_Tekstfragment_
In deze zaak hebben eisers, van Jemenitische nationaliteit, op 1 november 2022 een aanvraag ingediend voor een machtiging tot voorlopig verblijf (mvv) als familie- of gezinslid bij een referent. Na het indienen van de aanvraag hebben eisers de staatssecretaris van Justitie en Veiligheid in gebreke gesteld wegens het niet tijdig beslissen op hun aanvraag. Op 13 oktober 2023 hebben zij beroep ingesteld tegen het niet tijdig nemen van een besluit. De staatssecretaris heeft hierop een verweerschrift ingediend.
De rechtbank heeft op basis van artikel 8:54 van de Algemene wet bestuursrecht (Awb) uitspraak gedaan zonder zitting. De rechtbank overweegt dat het niet tijdig nemen van een besluit gelijkgesteld wordt met een besluit, zoals bepaald in artikel 6:2 van de Awb. Tevens is vastgesteld dat de staatssecretaris niet binnen de wettelijk vereiste termijn van 90 dagen heeft beslist op de aanvraag, en dat eisers rechtsgeldig in gebreke zijn gesteld. Hierdoor is het beroep kennelijk gegrond.
De staatssecretaris heeft, hangende het beroep, alsnog besluiten genomen op de aanvraag van eisers. De rechtbank heeft geoordeeld dat er aanleiding is om de staatssecretaris te veroordelen in de proceskosten van eisers, die zijn vastgesteld op € 437,50. Daarnaast is het verzoek van eisers om vrijstelling van het griffierecht voorlopig toegewezen, omdat zij voldoende aannemelijk hebben gemaakt dat zij voldoen aan de voorwaarden voor vrijstelling. De uitspraak is openbaar gemaakt en eisers zijn geïnformeerd over de mogelijkheid om verzet aan te tekenen tegen deze uitspraak.

_Datasetrecords_
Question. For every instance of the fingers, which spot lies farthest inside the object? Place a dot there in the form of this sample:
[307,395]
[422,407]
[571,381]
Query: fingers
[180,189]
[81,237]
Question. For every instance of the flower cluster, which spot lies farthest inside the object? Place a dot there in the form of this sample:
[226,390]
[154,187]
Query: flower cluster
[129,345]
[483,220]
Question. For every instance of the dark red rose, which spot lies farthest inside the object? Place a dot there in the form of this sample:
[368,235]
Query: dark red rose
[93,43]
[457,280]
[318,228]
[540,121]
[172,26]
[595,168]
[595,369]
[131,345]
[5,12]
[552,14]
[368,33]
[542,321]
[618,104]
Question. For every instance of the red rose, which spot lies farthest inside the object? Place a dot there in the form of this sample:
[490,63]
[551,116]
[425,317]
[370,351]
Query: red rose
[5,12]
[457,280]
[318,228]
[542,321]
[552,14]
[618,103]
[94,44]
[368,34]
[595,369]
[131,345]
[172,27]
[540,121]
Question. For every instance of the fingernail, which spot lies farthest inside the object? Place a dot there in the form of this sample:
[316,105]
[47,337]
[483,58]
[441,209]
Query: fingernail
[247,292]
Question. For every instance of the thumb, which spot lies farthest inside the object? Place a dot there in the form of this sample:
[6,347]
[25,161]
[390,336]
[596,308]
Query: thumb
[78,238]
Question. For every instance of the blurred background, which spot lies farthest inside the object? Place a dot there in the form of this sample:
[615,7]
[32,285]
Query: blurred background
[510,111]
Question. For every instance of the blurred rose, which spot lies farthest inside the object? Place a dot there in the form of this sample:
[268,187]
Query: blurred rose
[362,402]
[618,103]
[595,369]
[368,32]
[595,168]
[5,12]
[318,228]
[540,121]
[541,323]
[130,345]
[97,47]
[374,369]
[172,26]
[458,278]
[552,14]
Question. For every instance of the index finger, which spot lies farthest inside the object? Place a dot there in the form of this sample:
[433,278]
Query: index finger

_Opgave 1_
Beantwoord deze vragen over het tekstfragment:
(a) Op welke datum dienden eisers hun aanvraag voor een mvv in?
(b) Binnen hoeveel dagen had de staatssecretaris volgens de wet op de aanvraag moeten beslissen?
(c) Op welk bedrag zijn de proceskosten van eisers vastgesteld?
_Opgave 2_
Schrijf het deel van het tekstfragment woordelijk over tussen "De staatssecretaris heeft, hangende" en "tegen deze uitspraak.", beide inbegrepen.

_Schriftelijk antwoord 1_
(a) Op 1 november 2022.
(b) Binnen 90 dagen.
(c) Op € 437,50.

_Schriftelijk antwoord 2_
De staatssecretaris heeft, hangende het beroep, alsnog besluiten genomen op de aanvraag van eisers. De rechtbank heeft geoordeeld dat er aanleiding is om de staatssecretaris te veroordelen in de proceskosten van eisers, die zijn vastgesteld op € 437,50. Daarnaast is het verzoek van eisers om vrijstelling van het griffierecht voorlopig toegewezen, omdat zij voldoende aannemelijk hebben gemaakt dat zij voldoen aan de voorwaarden voor vrijstelling. De uitspraak is openbaar gemaakt en eisers zijn geïnformeerd over de mogelijkheid om verzet aan te tekenen tegen deze uitspraak.